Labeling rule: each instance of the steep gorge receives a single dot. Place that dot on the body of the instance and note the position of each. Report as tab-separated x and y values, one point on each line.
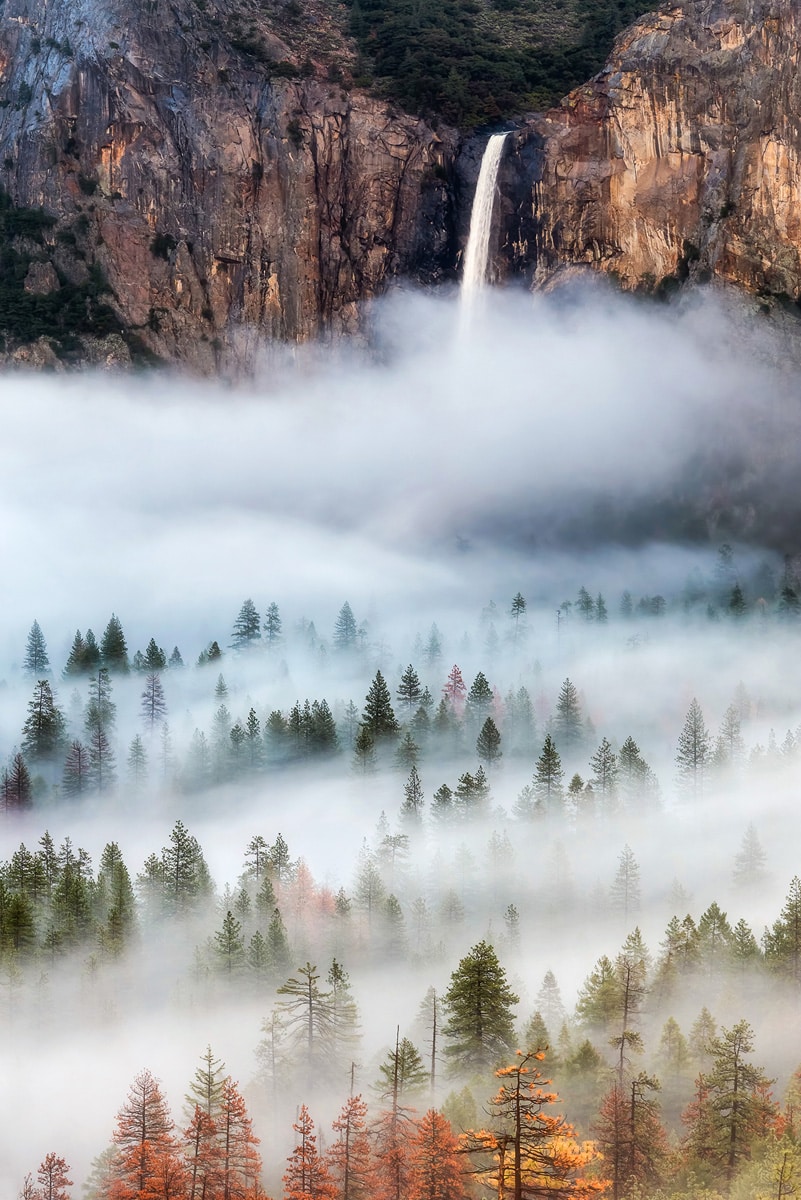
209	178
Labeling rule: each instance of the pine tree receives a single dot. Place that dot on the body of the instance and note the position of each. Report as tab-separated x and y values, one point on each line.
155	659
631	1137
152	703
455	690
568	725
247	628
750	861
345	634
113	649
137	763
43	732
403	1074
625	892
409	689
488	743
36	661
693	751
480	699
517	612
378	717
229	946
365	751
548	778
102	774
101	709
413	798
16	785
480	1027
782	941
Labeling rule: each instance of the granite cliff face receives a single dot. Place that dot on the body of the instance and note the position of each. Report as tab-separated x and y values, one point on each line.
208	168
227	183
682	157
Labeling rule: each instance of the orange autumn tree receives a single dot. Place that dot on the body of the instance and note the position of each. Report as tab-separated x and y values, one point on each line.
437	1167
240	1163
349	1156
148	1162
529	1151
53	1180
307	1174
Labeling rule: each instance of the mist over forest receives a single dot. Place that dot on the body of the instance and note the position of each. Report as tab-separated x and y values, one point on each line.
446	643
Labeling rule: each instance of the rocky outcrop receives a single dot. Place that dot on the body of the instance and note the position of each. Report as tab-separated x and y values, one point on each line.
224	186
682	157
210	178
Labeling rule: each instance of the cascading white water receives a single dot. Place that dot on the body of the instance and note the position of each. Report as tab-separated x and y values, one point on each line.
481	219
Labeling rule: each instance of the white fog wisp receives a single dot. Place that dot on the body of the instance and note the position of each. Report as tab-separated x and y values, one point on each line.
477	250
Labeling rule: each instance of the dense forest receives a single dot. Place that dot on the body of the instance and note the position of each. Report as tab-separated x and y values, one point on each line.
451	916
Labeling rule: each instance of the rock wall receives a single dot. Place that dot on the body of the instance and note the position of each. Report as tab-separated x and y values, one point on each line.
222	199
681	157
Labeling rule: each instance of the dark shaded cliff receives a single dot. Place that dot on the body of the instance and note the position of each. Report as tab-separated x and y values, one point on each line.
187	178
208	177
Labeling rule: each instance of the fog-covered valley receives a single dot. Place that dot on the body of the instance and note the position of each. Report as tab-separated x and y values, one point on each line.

**EXERCISE PROMPT:**
Copy every one of the records above word for word, leaving out the pictures.

**OUTPUT FOR THIS EXERCISE:**
Labeling rule: each instance of the steep gorge receives a single dot. Place that dot on the body of the instance and note the position of each. Report as tab-separated x and y values, one point on each line.
209	178
Labeling rule: each instance of the pine tree receives a single dot. Place that dot on the body of the instance and note the position of each. Report as tab-separated x and y values, one point on each line.
155	659
631	1137
152	703
455	690
568	725
247	628
750	861
345	634
113	649
137	763
43	732
403	1074
625	892
409	689
488	743
36	661
693	751
480	699
517	612
378	717
229	946
365	751
548	778
102	774
101	709
413	798
16	785
480	1027
782	941
Labeling rule: each instance of the granite cliff face receives a single dot. Place that dot on the body of the instance and note the position of each. Report as tab-separated x and y values, one point on each line.
208	168
227	183
682	157
Labeling rule: each instance of the orange autumn tree receives a single dot. Place that dot on the body of the instance and note the position of each. Report as tab-separated x and y values, one point on each line.
437	1167
240	1163
349	1156
148	1162
529	1151
53	1180
307	1174
Labeling rule: each instance of the mist over forest receives a single dot. Place that dot on the body of the instance and note the position of each. Report as tab-separated x and y values, one point on each line.
446	643
Labeling rule: each instance of the rocky outcrop receives a single dot. Place that dot on the body of the instance and note the position of each. Report as tab-separated x and y values, one point on each line.
224	186
682	157
210	178
Labeling rule: each instance of the cascading white water receives a single dot. Place that dot on the body of the instance and note the position of each. Report as tab-separated x and y values, one point on each line.
481	219
Labeling rule: each instance of the white fog wisp receives a single dot. Place that dot on the body of the instance and note the position of each. Report as tab-separated x and y values, one point on each line.
477	250
Labeling rule: each instance of the dense forest receives a single dot. Place that dot on the body of the instance and note the position of each. Report as tab-separated x and y values, one point on each line.
451	916
Labeling rule: each instance of the rock wall receives a single dot. Place that dot on the body of the instance and note the position of each. Report as tab-separated x and y values, one point on each line.
222	199
681	157
Labeling rule: each instance of the dark shaded cliff receives a single dot. Place that dot on the body of the instance and note the position of each. Report as tab-separated x and y values, one point on each line.
187	178
208	177
Labeling rule: each instance of the fog-covered valley receives a single dot. Place that dot on the body of the instance and note the position of each. Report as tab-separated x and y values, one point on each line.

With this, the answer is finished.